● HOW TO COMPLETE THIS TASK
Copy everything from the start of the items down to and including the line containing "negative clicks: (57, 75) (55, 85)", changing every "clicks" to "points" and keeping the rest the same. Leave the pictures out.

::::::

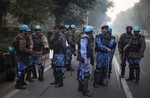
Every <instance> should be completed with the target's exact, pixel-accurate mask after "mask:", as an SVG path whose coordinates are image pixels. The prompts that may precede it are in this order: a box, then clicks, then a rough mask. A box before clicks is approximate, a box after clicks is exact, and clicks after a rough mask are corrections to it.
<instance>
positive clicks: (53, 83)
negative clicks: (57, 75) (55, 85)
mask: <svg viewBox="0 0 150 98" xmlns="http://www.w3.org/2000/svg"><path fill="white" fill-rule="evenodd" d="M57 84H58V83H57V82H52V83H50V85H57Z"/></svg>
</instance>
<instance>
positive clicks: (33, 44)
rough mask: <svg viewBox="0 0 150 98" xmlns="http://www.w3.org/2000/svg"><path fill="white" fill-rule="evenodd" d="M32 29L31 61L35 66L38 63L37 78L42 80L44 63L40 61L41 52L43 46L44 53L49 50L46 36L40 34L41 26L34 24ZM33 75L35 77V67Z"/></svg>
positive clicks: (41, 56) (40, 60) (41, 60)
mask: <svg viewBox="0 0 150 98" xmlns="http://www.w3.org/2000/svg"><path fill="white" fill-rule="evenodd" d="M34 29H35V33H34V34H33V35H32V40H33V51H34V55H33V63H34V66H35V67H36V65H38V72H39V77H38V80H39V81H43V80H44V78H43V76H44V65H43V64H42V62H43V61H42V53H43V48H44V52H45V53H48V52H49V45H48V40H47V38H46V36H44V35H43V34H41V26H40V25H36V26H35V28H34ZM45 55H46V54H45ZM44 59H46V58H44ZM33 77H34V78H37V74H36V69H35V70H34V74H33Z"/></svg>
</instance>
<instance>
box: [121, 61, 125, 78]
mask: <svg viewBox="0 0 150 98" xmlns="http://www.w3.org/2000/svg"><path fill="white" fill-rule="evenodd" d="M125 66H126V64H125V63H122V64H121V78H124V74H125Z"/></svg>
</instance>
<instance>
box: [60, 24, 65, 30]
mask: <svg viewBox="0 0 150 98" xmlns="http://www.w3.org/2000/svg"><path fill="white" fill-rule="evenodd" d="M58 29H60V30H62V29H66V27H65V25H59V26H58Z"/></svg>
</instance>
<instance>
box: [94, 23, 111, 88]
mask: <svg viewBox="0 0 150 98" xmlns="http://www.w3.org/2000/svg"><path fill="white" fill-rule="evenodd" d="M101 32H102V33H100V34H98V35H96V39H95V40H96V42H95V51H96V52H97V58H96V69H95V71H94V83H93V86H94V87H96V88H98V87H99V86H98V84H99V85H102V86H105V85H106V84H105V83H104V78H105V76H106V72H107V67H108V56H110V53H111V52H112V50H111V48H110V46H112V45H110V42H111V36H110V35H109V34H108V26H107V25H104V26H102V27H101Z"/></svg>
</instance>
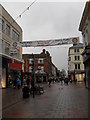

::::::

● ANSWER TO THIS TASK
Every <instance> should be completed with the target's exact, pixel-accurate mask after "mask:", as an SVG path whose coordinates are image pixels. The prompts that may precede it are in this order: a box, then points, then a rough mask. A box before points is approximate, a box after points is exact, and points after a rough mask are corrections to it.
<instance>
positive points: (53, 83)
negative points: (57, 75) (55, 85)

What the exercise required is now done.